§ **Description of the task**
Although the records contain pictures, only their text should be repeated, exactly as it stands.

(Referring expression grounding data)

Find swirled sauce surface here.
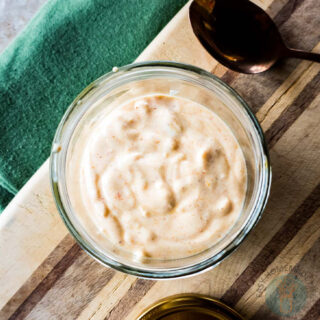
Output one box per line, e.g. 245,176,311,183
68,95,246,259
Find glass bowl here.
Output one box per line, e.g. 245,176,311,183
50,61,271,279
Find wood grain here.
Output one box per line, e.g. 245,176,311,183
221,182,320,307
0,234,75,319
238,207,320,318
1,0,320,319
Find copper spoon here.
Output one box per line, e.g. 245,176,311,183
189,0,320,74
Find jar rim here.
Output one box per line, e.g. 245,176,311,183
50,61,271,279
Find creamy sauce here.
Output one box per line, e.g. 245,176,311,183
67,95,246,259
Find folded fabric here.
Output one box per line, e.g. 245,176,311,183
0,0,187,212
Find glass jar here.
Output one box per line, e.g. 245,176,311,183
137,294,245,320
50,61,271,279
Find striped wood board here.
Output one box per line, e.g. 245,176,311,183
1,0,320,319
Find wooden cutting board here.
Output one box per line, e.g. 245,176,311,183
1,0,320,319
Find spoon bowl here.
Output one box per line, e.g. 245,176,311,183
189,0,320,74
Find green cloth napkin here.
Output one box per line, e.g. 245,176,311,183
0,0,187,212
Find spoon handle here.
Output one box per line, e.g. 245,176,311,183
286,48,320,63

§ **Task response**
Find swirled sauce surface here.
Output one box per line, e.g. 245,176,311,183
68,95,246,259
Find glass bowl here.
Output one box per line, e.g. 245,176,311,183
50,61,271,279
Find wood grain here.
Output one box per line, e.g. 245,176,311,183
221,182,320,307
0,234,75,319
238,207,320,318
1,0,320,319
Find copper spoon here.
Output one box per line, e.g. 245,176,311,183
189,0,320,74
Find jar rim here.
Output one box per line, e.g. 245,176,311,183
50,61,271,279
Find creamy sauce here.
Output one box per line, e.g. 245,176,311,183
67,95,246,259
Find folded fabric here.
Output one box per line, e.g. 245,176,311,183
0,0,187,212
Find glass jar here.
Output one box per line, e.g. 245,176,311,183
137,294,245,320
50,61,271,279
Find striped wood board here.
Output one box per line, e.g. 245,176,311,183
1,0,320,319
Find wooden cutting board here.
Output one box per line, e.g. 245,176,311,183
1,0,320,319
Find spoon bowl here.
Output one box per line, e.g. 245,176,311,183
189,0,320,74
Find green cloth napkin here.
Output one box per line, e.g. 245,176,311,183
0,0,187,212
Find spoon handle here.
Output one box per line, e.g. 245,176,311,183
286,48,320,63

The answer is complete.